--- Start of SUPPLIED DATA ---
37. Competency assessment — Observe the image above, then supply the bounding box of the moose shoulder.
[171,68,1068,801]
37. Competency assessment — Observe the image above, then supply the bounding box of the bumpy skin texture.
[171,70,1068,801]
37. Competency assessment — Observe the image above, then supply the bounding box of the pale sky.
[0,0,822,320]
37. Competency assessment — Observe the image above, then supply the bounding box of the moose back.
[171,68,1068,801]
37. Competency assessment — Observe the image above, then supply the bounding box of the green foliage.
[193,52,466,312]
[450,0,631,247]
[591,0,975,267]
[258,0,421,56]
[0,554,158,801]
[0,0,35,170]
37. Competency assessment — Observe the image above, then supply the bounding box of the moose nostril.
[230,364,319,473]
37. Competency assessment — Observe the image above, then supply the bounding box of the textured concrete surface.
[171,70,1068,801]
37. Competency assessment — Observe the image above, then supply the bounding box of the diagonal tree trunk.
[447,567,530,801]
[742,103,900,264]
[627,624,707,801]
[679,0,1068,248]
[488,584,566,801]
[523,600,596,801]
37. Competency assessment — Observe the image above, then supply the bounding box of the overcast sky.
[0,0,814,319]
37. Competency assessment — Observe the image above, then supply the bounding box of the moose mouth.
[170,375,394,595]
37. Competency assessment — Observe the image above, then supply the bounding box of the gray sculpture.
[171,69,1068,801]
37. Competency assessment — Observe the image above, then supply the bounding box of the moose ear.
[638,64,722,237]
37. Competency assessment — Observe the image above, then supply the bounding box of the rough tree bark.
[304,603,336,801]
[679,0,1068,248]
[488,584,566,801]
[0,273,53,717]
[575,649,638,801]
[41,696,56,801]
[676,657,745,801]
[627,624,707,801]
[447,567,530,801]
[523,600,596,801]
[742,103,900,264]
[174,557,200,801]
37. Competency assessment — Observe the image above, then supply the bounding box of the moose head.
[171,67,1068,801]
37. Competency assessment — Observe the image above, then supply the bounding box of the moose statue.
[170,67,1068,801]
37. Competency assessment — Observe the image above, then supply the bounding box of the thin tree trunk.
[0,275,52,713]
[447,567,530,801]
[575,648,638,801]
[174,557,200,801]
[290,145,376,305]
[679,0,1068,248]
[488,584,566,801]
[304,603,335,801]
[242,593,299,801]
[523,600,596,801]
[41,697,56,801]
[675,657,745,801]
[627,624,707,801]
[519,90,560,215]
--- End of SUPPLIED DATA ---
TO DO: Transcribe every item above verbatim, one line per item.

RESPONSE BELOW:
37. Competency assessment — Observe the image above, then supply the bounding box of the moose shoulder.
[171,68,1068,801]
37. Competency assessment — Observe the image above, then supply the bounding box of the bumpy skin texture.
[171,70,1068,801]
37. Competency assessment — Observe the image above, then supply the bounding box of the pale sky.
[0,0,822,320]
37. Competency assessment — Observe the image above, then supply the bounding box of the moose back.
[171,68,1068,801]
37. Competency assessment — Observe the image above, then supply the bounding box of the green foliage.
[193,52,466,312]
[450,0,631,247]
[591,0,975,267]
[258,0,421,56]
[0,554,158,801]
[0,0,35,170]
37. Competency assessment — Observe the image above, then supply the bounding box of the moose nostril.
[230,364,319,473]
37. Competency assessment — Observe the image above, then supply the bounding box of the textured concrete surface.
[171,70,1068,801]
37. Competency assessment — Observe the image above, then supply the bounding box of the diagonal tree trunk.
[447,567,530,801]
[742,103,900,264]
[627,624,707,801]
[679,0,1068,248]
[488,584,566,801]
[523,600,596,801]
37. Competency assessment — Observe the image above, then supply the bounding box of the overcast sky.
[0,0,814,319]
37. Competency assessment — Observe the image above, then supply the bounding box of the moose mouth.
[170,375,394,595]
37. Competency assessment — Observe the image above, then supply the bounding box of the gray sculpture.
[171,69,1068,801]
37. Competency assessment — Observe the image above, then supply the bounding box of the moose ear.
[638,64,722,237]
37. Competency assessment — Observe the image above, then supply the bounding box of the rough tree bark.
[304,603,336,801]
[679,0,1068,248]
[488,584,566,801]
[0,273,53,717]
[575,649,638,801]
[41,696,56,801]
[676,657,745,801]
[627,624,707,801]
[447,567,530,801]
[523,600,596,801]
[742,103,900,264]
[174,557,200,801]
37. Competency assessment — Observe the image above, then supply the bounding box of the moose head.
[171,67,1068,801]
37. Competency assessment — Observe the image above, then supply the bounding box of the moose statue.
[170,67,1068,801]
37. Competency assessment — Observe the image above, then supply the bounding box of the thin tree trunk.
[0,275,52,713]
[447,567,530,801]
[575,648,638,801]
[174,557,200,801]
[290,145,376,305]
[679,0,1068,248]
[488,584,566,801]
[304,603,335,801]
[242,593,299,801]
[523,600,596,801]
[41,697,56,801]
[675,657,745,801]
[627,624,707,801]
[519,90,560,215]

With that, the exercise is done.